▶ What the task asks
Starting from the line containing "Task: annotate the ice surface.", write out every remaining line exactly, the last one included.

▶ Supplied information
---*---

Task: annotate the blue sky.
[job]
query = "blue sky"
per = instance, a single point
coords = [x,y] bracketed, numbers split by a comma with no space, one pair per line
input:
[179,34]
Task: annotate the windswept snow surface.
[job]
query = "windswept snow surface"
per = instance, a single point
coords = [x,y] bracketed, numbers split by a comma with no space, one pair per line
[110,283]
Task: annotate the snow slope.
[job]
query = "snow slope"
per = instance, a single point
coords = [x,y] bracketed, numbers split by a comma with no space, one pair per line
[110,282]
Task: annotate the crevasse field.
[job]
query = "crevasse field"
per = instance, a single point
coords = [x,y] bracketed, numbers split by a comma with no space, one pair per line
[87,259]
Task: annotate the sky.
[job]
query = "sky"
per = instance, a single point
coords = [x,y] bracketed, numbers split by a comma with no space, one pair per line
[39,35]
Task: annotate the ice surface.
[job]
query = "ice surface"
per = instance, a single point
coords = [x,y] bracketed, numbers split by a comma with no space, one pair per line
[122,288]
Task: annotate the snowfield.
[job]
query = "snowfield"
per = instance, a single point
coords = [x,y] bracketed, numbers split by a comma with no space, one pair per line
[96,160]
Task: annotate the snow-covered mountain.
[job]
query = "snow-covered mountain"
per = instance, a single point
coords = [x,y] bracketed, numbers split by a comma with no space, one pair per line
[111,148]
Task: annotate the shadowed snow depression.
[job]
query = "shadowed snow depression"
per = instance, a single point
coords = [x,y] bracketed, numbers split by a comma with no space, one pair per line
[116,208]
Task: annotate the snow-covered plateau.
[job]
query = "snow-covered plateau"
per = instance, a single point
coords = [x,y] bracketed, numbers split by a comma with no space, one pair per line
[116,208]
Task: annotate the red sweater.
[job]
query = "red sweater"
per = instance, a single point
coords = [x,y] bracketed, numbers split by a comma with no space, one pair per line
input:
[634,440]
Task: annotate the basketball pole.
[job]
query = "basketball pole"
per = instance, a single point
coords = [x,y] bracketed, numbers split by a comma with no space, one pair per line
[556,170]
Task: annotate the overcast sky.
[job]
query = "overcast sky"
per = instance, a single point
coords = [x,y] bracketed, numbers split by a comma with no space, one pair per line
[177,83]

---*---

▶ Final result
Task: annotate the ice surface.
[job]
query = "ice surface"
per = instance, a single point
coords = [x,y] bracketed, numbers split by a comma with no space, one pair per line
[122,288]
Task: annotate the snowfield.
[job]
query = "snowfield"
per = instance, a single point
coords = [x,y] bracketed, numbers split by a comma with no space, one pair per line
[96,160]
Task: annotate the snow-covered mountain.
[job]
query = "snow-covered mountain"
per = instance, a single point
coords = [x,y] bracketed, numbers split by a comma with no space, one pair per line
[111,148]
Task: annotate the shadowed snow depression.
[job]
query = "shadowed snow depression"
per = instance, a single point
coords = [x,y] bracketed, numbers split by a comma with no space, one pair per line
[116,208]
Task: annotate the snow-covered plateau.
[job]
query = "snow-covered plateau"
per = instance, a single point
coords = [x,y] bracketed, numbers split by a comma with no space, one pair per line
[116,208]
Task: annotate the red sweater.
[job]
query = "red sweater"
per = instance, a single point
coords = [x,y] bracketed, numbers split by a comma with no space, one pair per line
input:
[634,440]
Task: annotate the basketball pole.
[job]
query = "basketball pole"
per = instance, a single point
coords = [x,y] bracketed, numbers split by a comma with no space, one pair per line
[556,170]
Task: annotate the overcast sky.
[job]
query = "overcast sky"
per = instance, a single point
coords = [x,y] bracketed, numbers split by a comma with no space, one pair per line
[177,83]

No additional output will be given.